Do not include the pictures; repeat the rest of the data exactly.

** begin SUPPLIED MATERIAL **

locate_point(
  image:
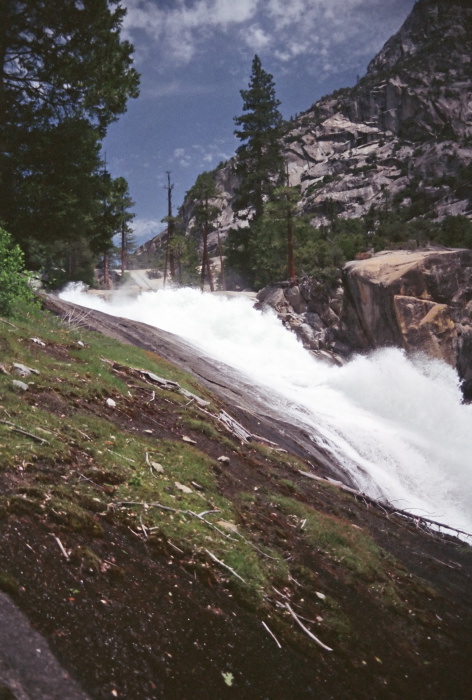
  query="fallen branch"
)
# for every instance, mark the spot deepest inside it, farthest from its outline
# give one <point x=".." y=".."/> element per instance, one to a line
<point x="17" y="429"/>
<point x="306" y="630"/>
<point x="386" y="507"/>
<point x="234" y="427"/>
<point x="121" y="456"/>
<point x="235" y="573"/>
<point x="8" y="323"/>
<point x="61" y="547"/>
<point x="272" y="635"/>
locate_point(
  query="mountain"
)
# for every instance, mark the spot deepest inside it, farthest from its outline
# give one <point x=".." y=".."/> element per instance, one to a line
<point x="402" y="137"/>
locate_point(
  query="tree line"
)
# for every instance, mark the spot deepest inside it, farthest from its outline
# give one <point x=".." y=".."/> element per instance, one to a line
<point x="65" y="76"/>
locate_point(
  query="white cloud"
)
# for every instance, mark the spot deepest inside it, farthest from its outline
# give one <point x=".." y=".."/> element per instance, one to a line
<point x="177" y="88"/>
<point x="145" y="229"/>
<point x="179" y="30"/>
<point x="256" y="38"/>
<point x="183" y="30"/>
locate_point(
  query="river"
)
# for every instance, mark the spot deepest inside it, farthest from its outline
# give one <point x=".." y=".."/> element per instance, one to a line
<point x="396" y="424"/>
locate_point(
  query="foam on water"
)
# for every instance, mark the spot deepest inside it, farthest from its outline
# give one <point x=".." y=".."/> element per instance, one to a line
<point x="396" y="424"/>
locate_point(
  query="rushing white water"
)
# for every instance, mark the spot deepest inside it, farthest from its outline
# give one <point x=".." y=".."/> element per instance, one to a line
<point x="396" y="424"/>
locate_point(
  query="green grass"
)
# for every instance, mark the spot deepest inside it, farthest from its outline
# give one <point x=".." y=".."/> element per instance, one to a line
<point x="338" y="539"/>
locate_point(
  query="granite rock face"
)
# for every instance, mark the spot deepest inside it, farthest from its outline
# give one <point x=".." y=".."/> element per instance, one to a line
<point x="420" y="301"/>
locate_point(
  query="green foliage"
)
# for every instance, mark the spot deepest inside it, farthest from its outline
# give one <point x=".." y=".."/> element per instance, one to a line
<point x="14" y="283"/>
<point x="64" y="77"/>
<point x="203" y="193"/>
<point x="259" y="158"/>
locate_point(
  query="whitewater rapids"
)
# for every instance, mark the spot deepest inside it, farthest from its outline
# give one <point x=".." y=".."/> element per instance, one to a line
<point x="397" y="425"/>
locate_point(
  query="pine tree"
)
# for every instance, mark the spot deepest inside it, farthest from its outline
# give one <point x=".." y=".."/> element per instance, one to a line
<point x="204" y="192"/>
<point x="259" y="164"/>
<point x="259" y="161"/>
<point x="65" y="75"/>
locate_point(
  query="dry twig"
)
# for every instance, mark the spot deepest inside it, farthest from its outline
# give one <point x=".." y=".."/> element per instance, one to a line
<point x="306" y="630"/>
<point x="272" y="635"/>
<point x="235" y="573"/>
<point x="17" y="429"/>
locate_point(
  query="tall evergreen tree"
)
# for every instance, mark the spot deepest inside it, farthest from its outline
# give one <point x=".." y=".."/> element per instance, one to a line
<point x="259" y="162"/>
<point x="65" y="75"/>
<point x="204" y="192"/>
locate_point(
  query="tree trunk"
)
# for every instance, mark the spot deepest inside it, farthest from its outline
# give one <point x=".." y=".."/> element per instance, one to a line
<point x="106" y="271"/>
<point x="123" y="248"/>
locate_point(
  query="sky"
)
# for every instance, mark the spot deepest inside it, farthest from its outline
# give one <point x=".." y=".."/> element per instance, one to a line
<point x="194" y="57"/>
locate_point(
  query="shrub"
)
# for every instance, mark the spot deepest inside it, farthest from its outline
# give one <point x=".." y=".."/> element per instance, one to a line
<point x="14" y="282"/>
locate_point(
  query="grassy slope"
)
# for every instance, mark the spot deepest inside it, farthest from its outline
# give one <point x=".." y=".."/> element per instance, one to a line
<point x="139" y="605"/>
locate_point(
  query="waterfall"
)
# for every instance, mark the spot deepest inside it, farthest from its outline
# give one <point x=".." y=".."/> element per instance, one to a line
<point x="396" y="424"/>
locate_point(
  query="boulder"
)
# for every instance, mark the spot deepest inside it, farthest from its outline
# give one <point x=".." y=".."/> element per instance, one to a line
<point x="417" y="300"/>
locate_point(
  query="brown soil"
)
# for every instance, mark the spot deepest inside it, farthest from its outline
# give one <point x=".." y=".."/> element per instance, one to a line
<point x="147" y="620"/>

** end SUPPLIED MATERIAL **

**REPLY**
locate_point(
  image:
  query="fallen branch"
)
# for every instance, mark the spot deepest inside it, farthest from its outline
# give one <point x=".." y=".."/> element per instance, one to a line
<point x="17" y="429"/>
<point x="306" y="630"/>
<point x="386" y="507"/>
<point x="234" y="427"/>
<point x="121" y="456"/>
<point x="235" y="573"/>
<point x="8" y="323"/>
<point x="61" y="547"/>
<point x="272" y="635"/>
locate_point(
  query="mountain"
)
# for every instance, mark the spot deepest inside it, farthest from its outline
# give one <point x=".." y=".."/> element per instance, one to a line
<point x="402" y="137"/>
locate_point(
  query="tree line"
)
# for every instance, mark the spot deepest inside it, farthest from its outline
# give one <point x=".." y=".."/> element per instance, one to a line
<point x="65" y="76"/>
locate_point(
  query="white cloud"
)
# for every instance, mark the spot deepest inside it, farthest from its outline
# give one <point x=".." y=".."/> element per instance, one to a line
<point x="177" y="88"/>
<point x="145" y="229"/>
<point x="179" y="30"/>
<point x="256" y="38"/>
<point x="183" y="30"/>
locate_point(
  query="river"
)
# for every instance, mark the spot deepest inside it, farthest from its outline
# give one <point x=".." y=".."/> element per instance, one to a line
<point x="396" y="424"/>
locate_point(
  query="foam on water"
)
# for every instance, mark the spot deepest inside it, farthest from its outline
# give one <point x=".." y=".."/> element per instance, one to a line
<point x="396" y="424"/>
locate_point(
  query="rushing white water"
)
# for every instance, mark the spot deepest inside it, farthest from its outline
# give one <point x=".." y=".."/> element per instance, one to a line
<point x="396" y="424"/>
locate_point(
  query="green grass"
)
# for every instance, mark the spot deepest inside it, farthest from its outline
# give one <point x=".." y=".."/> element per instance, one to a line
<point x="338" y="539"/>
locate_point(
  query="granite rock face"
)
# for every instance, mark the spot deepest inside it, farthest from its outline
# give one <point x=".." y=".."/> element per instance, one to a line
<point x="420" y="301"/>
locate_point(
  query="green foliage"
)
# for every instance, mark the spot deepest inside it, farthest from its outline
# give one <point x=".." y=".."/> element per instance, one to a line
<point x="14" y="283"/>
<point x="64" y="77"/>
<point x="203" y="193"/>
<point x="259" y="158"/>
locate_point(
  query="whitewater rapids"
)
# for every instance, mark the spot deepest inside it, farthest from its outline
# give one <point x=".." y=".."/> element per instance, one to a line
<point x="397" y="425"/>
locate_point(
  query="pine tree"
)
# for every instance, mark the spot deepest inside it, farthest from its outline
# give one <point x=".." y=".."/> element per instance, one to a line
<point x="204" y="192"/>
<point x="259" y="164"/>
<point x="259" y="161"/>
<point x="65" y="75"/>
locate_point(
  query="dry twig"
)
# for every instance, mark the spot deepest inside it, farthest from its outline
# give one <point x=".." y=".."/> element per instance, one to a line
<point x="306" y="630"/>
<point x="272" y="635"/>
<point x="235" y="573"/>
<point x="17" y="429"/>
locate_point(
  query="tall evergreen tree"
)
# for every instance, mark the spot deepest inside it, farthest from its outline
# give one <point x=".." y=".."/> element per instance, one to a line
<point x="259" y="162"/>
<point x="65" y="75"/>
<point x="204" y="192"/>
locate_point(
  query="tree trunk"
)
# for every instance, mark the spot deepest inside it, farthest from its outline
# give one <point x=".." y=".."/> element per instance, one to a line
<point x="106" y="271"/>
<point x="123" y="248"/>
locate_point(
  query="sky"
)
# for every instance, mark the spot deepest inside it, farthest from its outline
# give one <point x=".." y=".."/> element per instance, one to a line
<point x="194" y="57"/>
locate_point(
  query="shrub"
)
# for every instance, mark the spot deepest inside it, farthest from its outline
# give one <point x=".." y=".."/> element per instance, one to a line
<point x="14" y="282"/>
locate_point(
  query="grassy slope"
)
# for every instance, mark the spot deepest inside it, farthest from its outline
# give one <point x=".." y=".."/> element per instance, one to a line
<point x="139" y="605"/>
locate_point(
  query="waterfall"
)
# for every instance, mark the spot deepest inside it, farthest from its outline
# give one <point x=".." y=".."/> element per instance, one to a line
<point x="396" y="424"/>
locate_point(
  query="boulder"
)
# for every instance, mark the spot deepest inside it, farthest from its outline
# give one <point x=".." y=".."/> element per instance, one to a line
<point x="417" y="300"/>
locate_point(
  query="brown soil"
)
# for every instance, mark the spot deepest inside it, farthest from its outline
# give one <point x=".." y=".."/> element per instance, one to a line
<point x="147" y="620"/>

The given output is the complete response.